* begin *

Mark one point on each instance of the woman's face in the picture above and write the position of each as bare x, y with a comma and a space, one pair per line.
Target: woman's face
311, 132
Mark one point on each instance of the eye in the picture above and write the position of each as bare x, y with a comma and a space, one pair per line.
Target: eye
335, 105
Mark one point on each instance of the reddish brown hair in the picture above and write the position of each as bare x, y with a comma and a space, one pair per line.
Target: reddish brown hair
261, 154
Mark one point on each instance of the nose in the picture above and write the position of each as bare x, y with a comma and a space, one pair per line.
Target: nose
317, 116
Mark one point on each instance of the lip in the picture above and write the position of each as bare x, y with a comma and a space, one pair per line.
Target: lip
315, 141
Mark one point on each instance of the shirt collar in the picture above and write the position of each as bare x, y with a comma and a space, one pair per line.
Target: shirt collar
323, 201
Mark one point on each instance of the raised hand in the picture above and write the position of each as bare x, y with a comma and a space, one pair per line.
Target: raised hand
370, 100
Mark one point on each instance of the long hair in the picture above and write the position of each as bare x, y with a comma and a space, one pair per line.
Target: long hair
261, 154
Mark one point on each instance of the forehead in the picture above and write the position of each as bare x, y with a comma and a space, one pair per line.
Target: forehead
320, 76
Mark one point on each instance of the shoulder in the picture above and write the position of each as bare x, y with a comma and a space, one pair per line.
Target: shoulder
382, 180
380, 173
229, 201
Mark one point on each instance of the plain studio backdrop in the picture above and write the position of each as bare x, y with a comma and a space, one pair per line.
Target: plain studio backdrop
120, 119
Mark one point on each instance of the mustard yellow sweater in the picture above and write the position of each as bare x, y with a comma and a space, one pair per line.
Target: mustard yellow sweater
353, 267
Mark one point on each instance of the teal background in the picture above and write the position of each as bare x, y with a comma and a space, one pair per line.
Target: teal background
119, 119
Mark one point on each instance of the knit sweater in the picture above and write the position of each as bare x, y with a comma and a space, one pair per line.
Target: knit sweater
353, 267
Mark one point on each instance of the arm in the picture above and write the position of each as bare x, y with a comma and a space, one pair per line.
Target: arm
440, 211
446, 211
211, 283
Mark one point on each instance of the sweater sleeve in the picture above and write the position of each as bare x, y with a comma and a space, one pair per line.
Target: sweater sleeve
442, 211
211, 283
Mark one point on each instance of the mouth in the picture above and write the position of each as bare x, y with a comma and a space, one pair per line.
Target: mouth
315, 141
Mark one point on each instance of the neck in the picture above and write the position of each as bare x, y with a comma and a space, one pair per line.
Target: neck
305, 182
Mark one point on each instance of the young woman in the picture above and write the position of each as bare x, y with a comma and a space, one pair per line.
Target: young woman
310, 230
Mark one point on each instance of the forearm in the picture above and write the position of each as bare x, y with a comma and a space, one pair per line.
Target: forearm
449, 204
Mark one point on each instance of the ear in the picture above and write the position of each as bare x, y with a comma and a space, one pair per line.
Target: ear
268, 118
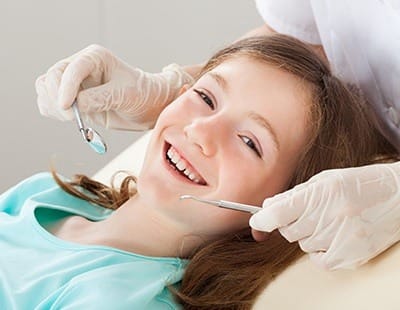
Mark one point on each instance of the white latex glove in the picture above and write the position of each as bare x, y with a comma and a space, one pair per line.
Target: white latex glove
109, 92
341, 217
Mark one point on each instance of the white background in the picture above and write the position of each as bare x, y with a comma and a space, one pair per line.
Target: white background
148, 34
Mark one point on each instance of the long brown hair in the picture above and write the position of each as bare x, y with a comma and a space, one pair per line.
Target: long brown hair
230, 272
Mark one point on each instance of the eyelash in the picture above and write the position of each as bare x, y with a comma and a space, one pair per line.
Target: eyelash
249, 142
205, 98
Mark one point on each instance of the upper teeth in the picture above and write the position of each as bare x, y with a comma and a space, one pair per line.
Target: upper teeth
182, 165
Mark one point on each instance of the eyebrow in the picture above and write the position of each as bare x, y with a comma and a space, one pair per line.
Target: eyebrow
265, 124
253, 115
220, 80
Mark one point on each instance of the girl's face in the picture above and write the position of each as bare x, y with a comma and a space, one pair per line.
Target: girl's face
235, 135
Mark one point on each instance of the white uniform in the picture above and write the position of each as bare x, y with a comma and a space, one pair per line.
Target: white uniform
361, 39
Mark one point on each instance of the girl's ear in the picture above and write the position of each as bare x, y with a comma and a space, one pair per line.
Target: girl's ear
184, 88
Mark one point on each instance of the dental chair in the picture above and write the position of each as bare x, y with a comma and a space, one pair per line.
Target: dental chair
303, 285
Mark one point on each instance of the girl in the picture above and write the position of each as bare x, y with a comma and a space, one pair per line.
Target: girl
264, 115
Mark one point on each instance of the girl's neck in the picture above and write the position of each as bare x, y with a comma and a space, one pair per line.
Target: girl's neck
134, 227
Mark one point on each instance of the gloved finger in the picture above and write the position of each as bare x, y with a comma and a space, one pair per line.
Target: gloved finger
53, 78
321, 239
315, 218
39, 83
78, 70
284, 209
96, 99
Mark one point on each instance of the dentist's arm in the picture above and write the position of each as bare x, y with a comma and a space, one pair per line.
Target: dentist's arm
342, 218
109, 92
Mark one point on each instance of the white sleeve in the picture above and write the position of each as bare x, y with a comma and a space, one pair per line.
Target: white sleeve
361, 39
291, 17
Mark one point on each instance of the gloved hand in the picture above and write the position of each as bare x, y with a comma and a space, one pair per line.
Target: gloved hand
109, 92
341, 217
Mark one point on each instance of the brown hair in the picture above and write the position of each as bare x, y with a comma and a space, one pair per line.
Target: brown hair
230, 272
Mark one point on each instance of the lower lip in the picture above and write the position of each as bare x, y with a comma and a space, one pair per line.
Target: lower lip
172, 169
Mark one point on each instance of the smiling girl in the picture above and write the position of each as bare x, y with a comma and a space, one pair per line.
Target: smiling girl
264, 115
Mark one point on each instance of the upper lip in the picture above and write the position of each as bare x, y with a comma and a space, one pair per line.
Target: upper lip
185, 157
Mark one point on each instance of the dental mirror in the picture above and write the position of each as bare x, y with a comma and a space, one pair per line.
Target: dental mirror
91, 136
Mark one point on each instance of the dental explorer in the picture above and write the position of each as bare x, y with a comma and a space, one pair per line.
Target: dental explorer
225, 204
91, 136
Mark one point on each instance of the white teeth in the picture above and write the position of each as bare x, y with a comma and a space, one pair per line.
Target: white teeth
181, 165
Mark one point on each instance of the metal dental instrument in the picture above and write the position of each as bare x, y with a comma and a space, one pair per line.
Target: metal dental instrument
89, 135
225, 204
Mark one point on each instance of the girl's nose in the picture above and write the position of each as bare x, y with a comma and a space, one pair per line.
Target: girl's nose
207, 133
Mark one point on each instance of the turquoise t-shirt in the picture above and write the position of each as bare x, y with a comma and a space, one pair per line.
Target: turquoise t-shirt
40, 271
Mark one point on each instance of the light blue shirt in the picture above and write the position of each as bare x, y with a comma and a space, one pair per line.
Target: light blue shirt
40, 271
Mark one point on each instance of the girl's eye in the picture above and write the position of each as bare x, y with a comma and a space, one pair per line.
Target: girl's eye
250, 143
205, 98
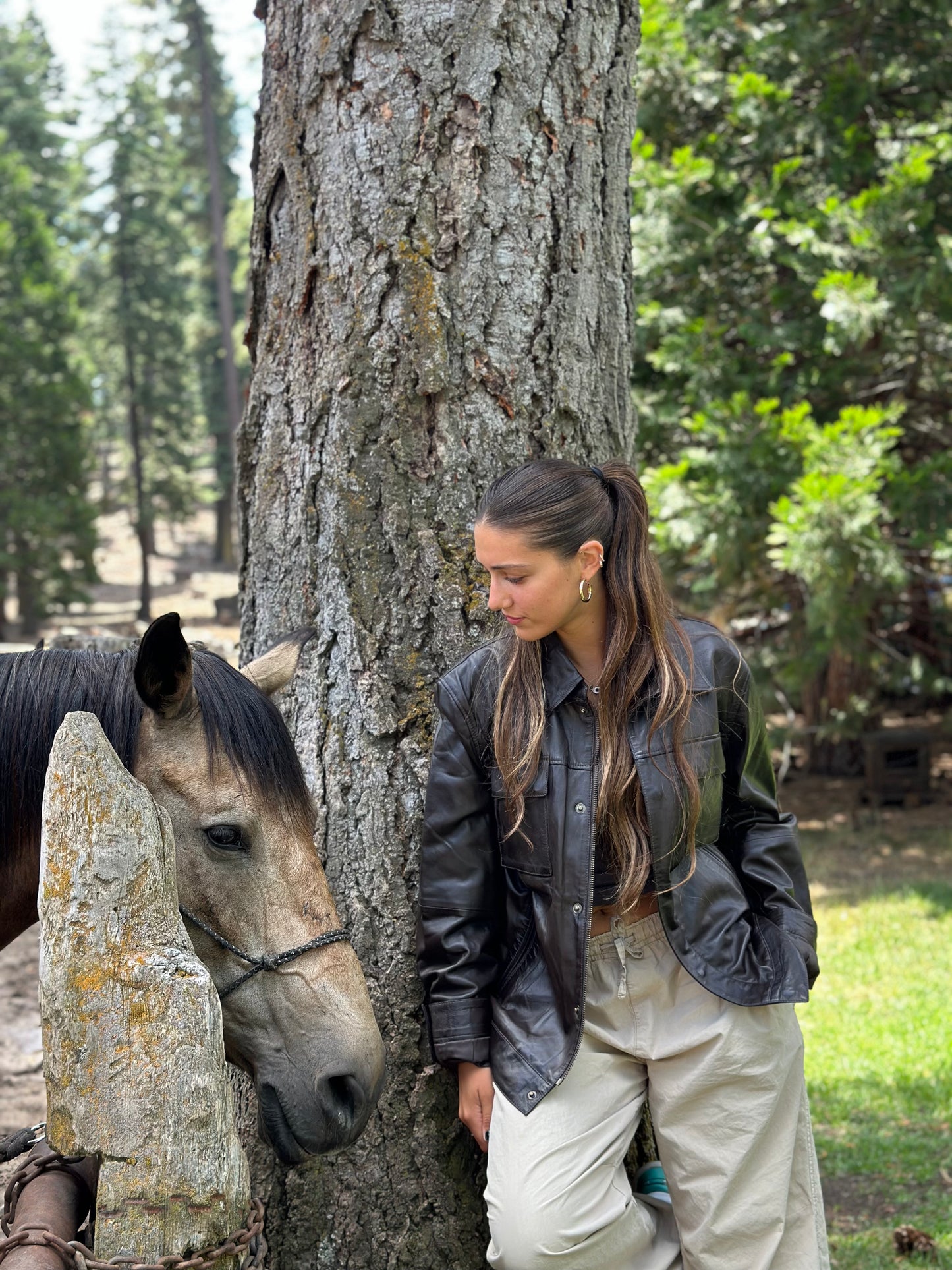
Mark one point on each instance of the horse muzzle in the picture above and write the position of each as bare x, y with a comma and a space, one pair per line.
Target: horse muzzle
319, 1122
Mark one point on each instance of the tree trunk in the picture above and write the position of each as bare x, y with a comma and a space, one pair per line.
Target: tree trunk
142, 520
441, 287
225, 445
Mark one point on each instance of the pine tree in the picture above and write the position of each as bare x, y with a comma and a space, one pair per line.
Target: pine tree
47, 531
210, 135
141, 278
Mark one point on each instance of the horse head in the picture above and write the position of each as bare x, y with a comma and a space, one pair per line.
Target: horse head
223, 765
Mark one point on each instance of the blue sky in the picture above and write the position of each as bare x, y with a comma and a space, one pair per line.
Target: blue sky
74, 27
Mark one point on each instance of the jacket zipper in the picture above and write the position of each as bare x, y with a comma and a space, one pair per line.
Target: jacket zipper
592, 896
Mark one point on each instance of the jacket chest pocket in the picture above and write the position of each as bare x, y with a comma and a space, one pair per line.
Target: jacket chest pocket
531, 857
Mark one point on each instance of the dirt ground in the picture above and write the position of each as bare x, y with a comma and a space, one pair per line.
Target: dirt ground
184, 581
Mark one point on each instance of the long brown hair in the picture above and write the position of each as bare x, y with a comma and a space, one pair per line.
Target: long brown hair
557, 505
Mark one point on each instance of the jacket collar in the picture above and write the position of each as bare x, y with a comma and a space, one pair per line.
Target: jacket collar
560, 678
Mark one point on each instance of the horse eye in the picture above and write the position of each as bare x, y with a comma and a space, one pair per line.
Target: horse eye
226, 836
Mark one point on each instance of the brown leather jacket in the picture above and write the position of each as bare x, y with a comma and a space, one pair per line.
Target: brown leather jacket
503, 933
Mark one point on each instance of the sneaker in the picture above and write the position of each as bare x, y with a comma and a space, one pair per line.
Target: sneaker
652, 1185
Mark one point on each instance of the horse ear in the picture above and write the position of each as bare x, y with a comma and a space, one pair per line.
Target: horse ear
164, 667
275, 668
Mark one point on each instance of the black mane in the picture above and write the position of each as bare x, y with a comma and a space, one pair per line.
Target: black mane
38, 689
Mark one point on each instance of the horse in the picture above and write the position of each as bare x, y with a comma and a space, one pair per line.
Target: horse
211, 747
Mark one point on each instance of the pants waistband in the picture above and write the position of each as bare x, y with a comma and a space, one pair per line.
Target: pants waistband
649, 930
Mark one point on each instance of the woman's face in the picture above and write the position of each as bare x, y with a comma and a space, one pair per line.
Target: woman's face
537, 592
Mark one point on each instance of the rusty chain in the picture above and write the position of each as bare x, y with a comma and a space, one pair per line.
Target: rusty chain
249, 1242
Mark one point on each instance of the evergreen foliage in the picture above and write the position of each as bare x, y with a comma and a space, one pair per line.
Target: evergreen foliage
793, 241
210, 140
141, 286
46, 522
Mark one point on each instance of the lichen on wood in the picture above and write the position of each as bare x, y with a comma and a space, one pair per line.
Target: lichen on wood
134, 1052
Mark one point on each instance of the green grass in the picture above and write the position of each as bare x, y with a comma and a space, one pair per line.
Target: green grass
879, 1039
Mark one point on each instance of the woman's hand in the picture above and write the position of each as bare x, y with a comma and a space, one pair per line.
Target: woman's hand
475, 1100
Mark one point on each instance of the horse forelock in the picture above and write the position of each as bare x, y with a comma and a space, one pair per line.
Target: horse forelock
40, 689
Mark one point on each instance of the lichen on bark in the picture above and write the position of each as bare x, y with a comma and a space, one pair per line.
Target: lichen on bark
441, 287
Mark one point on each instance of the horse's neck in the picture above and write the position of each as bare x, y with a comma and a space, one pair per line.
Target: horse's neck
32, 708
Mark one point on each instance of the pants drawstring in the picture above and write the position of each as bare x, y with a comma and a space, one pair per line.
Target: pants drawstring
625, 946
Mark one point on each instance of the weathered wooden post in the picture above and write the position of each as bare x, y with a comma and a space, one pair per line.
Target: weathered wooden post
135, 1060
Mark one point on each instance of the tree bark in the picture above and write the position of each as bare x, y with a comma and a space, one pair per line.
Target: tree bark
441, 287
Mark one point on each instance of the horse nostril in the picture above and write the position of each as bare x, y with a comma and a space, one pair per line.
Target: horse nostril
345, 1097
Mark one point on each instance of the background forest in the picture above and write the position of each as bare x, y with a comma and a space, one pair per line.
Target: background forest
791, 234
793, 244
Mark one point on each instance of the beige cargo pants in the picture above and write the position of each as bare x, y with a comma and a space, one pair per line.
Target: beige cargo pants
730, 1114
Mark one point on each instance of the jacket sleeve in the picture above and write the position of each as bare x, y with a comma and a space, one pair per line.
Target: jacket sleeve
457, 942
758, 838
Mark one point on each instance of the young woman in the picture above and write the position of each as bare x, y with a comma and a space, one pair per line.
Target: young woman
613, 908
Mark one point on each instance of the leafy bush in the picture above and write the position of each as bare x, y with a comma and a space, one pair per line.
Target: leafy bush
793, 246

* end *

WORK TO COMPLETE —
Extract every line from the one with "Mark one point on each instance of the jacket sleeve" down to the final line above, both included, exactly as written.

RESPONSE TO THIS TASK —
Mark one point on each instance of the jacket sleeve in the picture above and write the position of each as bare x, y with a comma and a space, one pair per line.
Target: jacket sleeve
457, 942
758, 838
Mark one point on each instance of the young woman in the picture above and write the position of each as bare x, y with a comma and a space, one pair per line.
Target: young woman
613, 908
Mark one point on each instance of the leafy bush in the picture above and write the position of each as bare x, y with a comma and a space, one pair per line.
Target: leafy bush
793, 246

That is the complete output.